_Source document_
Monday, March 18, 2013

Write like no one is reading?



I have a confession: I’m neurotic.
yup, neurotic like I've been staring at the eclipse...

What do you mean you already knew? Oh, right, because I’m a writer. Okay. Well, it’s true. Sometimes writing has me seesawing between the pits of despair and egomania. I’m always looking for ways to shore up the crazies as I write, and lately I’ve been struggling with audience. Not who they are, mind you, but that there could conceivably be many. I know, that’s sort of crazy because I’m a writer and having tons of people read my stuff is sort of the whole reason for writing in the first place. But when I think about those hungry masses waiting for my (not yet written, signed, or contracted book) it’s sort of intimidating.

_Objective_
Continue the blog post about a writer's anxiety over audience from its last sentence.

_Extracted entries_
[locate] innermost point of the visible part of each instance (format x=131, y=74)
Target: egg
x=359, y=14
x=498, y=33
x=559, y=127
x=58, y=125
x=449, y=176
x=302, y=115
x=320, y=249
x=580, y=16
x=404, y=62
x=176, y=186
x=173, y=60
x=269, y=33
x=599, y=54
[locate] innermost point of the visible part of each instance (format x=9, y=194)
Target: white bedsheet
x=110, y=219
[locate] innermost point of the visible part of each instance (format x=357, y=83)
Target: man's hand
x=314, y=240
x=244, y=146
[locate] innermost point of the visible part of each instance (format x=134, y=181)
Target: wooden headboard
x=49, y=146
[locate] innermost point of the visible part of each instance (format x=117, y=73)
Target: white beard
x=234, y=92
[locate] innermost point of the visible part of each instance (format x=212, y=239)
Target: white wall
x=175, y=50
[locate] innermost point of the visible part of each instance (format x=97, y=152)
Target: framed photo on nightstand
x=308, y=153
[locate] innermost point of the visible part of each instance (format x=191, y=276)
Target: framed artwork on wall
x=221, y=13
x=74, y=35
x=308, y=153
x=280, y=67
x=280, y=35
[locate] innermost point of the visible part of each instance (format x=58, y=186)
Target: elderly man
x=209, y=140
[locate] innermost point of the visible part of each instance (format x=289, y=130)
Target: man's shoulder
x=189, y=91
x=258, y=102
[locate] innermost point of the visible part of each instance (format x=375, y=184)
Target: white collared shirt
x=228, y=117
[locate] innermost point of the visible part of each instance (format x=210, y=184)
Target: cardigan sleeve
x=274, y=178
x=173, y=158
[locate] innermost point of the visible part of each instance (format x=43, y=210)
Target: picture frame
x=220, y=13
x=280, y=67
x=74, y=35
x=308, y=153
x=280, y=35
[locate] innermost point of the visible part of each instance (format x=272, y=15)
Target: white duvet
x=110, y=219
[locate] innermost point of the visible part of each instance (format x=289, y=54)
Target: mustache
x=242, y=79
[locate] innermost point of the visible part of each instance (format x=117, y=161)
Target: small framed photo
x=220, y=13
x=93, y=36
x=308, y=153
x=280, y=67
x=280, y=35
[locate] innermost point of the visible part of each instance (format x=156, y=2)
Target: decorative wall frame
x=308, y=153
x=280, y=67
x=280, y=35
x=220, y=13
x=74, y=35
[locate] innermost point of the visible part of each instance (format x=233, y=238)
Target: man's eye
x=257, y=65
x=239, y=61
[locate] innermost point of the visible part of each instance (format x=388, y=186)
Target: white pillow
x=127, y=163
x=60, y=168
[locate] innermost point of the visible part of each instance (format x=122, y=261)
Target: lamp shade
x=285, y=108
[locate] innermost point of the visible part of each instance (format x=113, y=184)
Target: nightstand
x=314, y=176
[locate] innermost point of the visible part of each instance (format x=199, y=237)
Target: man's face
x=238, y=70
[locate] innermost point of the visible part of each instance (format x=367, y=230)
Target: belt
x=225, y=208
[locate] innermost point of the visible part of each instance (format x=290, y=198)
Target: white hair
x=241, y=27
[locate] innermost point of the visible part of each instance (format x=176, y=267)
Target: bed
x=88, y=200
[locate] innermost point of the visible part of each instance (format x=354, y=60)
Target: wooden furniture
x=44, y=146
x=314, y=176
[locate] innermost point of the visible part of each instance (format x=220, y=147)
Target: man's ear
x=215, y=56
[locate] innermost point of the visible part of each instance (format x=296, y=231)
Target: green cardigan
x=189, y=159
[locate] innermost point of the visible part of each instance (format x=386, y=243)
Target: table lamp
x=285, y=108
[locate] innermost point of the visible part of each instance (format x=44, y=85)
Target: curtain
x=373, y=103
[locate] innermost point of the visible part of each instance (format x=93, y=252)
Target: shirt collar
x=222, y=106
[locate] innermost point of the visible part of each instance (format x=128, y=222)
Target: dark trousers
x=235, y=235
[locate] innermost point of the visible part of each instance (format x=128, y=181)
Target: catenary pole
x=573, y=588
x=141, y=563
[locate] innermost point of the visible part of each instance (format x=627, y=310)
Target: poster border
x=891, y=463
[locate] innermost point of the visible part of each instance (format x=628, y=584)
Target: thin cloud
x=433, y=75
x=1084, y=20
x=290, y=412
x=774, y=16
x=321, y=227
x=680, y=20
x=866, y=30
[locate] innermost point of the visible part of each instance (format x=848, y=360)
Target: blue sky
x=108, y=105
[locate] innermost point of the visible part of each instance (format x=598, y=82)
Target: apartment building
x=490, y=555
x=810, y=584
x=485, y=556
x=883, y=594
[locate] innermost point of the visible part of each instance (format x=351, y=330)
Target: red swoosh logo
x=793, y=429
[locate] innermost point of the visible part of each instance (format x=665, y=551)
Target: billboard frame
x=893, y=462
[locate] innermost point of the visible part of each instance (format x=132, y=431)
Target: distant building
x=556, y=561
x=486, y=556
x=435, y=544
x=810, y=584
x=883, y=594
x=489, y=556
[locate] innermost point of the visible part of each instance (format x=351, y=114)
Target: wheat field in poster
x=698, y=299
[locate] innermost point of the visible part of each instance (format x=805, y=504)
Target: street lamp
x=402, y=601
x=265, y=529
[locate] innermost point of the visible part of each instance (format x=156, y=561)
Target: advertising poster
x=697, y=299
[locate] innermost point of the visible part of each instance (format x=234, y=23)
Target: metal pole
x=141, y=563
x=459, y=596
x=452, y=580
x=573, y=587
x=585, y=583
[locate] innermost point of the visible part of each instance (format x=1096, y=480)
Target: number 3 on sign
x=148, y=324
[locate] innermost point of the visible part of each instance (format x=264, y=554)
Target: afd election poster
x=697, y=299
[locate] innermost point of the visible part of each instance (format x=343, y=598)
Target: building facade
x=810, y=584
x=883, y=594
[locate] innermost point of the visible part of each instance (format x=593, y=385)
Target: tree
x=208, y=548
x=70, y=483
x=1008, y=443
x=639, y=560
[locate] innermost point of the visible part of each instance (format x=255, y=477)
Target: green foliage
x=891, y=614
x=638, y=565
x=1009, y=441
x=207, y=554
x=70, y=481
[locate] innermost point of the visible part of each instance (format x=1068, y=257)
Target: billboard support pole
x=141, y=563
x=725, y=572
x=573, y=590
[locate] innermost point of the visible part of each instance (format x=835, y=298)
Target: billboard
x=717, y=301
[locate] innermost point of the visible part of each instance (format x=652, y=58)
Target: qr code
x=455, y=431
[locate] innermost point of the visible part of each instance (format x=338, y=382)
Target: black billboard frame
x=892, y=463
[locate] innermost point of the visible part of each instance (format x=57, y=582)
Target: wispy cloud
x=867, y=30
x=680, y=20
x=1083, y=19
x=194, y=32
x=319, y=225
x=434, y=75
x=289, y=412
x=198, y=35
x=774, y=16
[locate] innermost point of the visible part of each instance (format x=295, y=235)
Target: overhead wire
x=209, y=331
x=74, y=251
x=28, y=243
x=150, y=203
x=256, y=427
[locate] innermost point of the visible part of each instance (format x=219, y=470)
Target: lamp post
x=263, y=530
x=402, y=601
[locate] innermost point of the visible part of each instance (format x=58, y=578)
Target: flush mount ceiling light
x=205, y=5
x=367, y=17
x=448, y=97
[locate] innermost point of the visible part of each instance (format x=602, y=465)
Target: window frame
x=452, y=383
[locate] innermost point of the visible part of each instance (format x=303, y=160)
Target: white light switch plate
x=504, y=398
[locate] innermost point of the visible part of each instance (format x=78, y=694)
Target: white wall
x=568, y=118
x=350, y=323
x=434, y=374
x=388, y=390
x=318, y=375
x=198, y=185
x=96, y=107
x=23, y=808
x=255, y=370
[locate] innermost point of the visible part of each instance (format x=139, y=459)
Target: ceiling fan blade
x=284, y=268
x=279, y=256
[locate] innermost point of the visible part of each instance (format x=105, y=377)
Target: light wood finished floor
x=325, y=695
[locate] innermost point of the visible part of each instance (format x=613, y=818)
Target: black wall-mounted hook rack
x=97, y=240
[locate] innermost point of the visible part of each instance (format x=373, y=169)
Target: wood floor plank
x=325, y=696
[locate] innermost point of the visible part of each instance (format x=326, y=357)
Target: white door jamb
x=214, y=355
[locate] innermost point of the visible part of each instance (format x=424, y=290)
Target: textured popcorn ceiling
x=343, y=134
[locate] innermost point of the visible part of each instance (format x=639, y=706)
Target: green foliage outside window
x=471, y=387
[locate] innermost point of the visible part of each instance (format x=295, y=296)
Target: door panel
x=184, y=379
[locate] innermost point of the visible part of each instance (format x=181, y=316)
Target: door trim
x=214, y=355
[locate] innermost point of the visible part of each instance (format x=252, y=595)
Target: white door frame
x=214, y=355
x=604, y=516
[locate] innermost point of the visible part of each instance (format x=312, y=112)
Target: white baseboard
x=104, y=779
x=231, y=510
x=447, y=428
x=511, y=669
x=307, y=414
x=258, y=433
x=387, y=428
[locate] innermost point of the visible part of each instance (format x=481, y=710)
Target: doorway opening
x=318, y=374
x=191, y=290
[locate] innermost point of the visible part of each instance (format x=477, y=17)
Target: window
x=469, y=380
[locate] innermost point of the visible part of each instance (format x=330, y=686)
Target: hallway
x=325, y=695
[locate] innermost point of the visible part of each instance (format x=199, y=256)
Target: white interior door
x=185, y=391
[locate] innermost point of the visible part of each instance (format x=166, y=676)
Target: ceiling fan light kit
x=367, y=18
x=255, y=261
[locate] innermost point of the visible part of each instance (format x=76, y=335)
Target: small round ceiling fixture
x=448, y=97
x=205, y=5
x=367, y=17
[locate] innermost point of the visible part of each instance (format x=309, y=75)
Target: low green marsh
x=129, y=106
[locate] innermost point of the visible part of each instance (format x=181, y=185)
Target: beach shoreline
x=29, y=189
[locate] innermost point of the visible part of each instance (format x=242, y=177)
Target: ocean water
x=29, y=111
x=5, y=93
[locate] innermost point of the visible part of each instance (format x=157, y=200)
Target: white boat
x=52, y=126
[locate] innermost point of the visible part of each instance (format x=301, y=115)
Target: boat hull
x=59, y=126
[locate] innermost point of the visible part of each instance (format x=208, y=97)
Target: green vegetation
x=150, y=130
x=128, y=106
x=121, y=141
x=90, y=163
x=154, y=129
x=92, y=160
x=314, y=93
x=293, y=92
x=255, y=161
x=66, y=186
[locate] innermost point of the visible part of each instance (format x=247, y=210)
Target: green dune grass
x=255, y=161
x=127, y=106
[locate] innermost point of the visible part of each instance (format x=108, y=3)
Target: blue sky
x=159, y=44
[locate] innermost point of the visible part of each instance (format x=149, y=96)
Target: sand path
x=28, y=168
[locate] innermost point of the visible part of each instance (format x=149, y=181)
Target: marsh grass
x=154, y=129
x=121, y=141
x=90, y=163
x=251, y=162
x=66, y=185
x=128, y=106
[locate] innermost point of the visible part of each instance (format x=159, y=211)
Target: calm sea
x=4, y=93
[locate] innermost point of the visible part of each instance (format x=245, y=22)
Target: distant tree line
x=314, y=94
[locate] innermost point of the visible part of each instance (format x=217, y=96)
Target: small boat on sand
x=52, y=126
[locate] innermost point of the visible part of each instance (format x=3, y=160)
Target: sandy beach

_Task answer_
I know, talk about first world problems, but this is what gets me up early to start pounding away at the keyboard. This is completely neurotic because no one can know what path they will take. For instance, even if my query bait gets the attention of an agent, there's no guarantee it'll go any further than an agent's in box. That's publishing, the harsh cruel truth of publishing. So my imaginary reader problem could be a many many years into the future problem.

But that problem is hurting me now. My guess is because writing has to come from somewhere deep. You can’t just write fluff. There’s plenty of fluff out there, but I’m not interested in writing those books. I want to write books that give people something (wow, I really sound conceited there). So how do I keep in mind the whole reason I write, and yet keep the intimidating possible future readers at bay?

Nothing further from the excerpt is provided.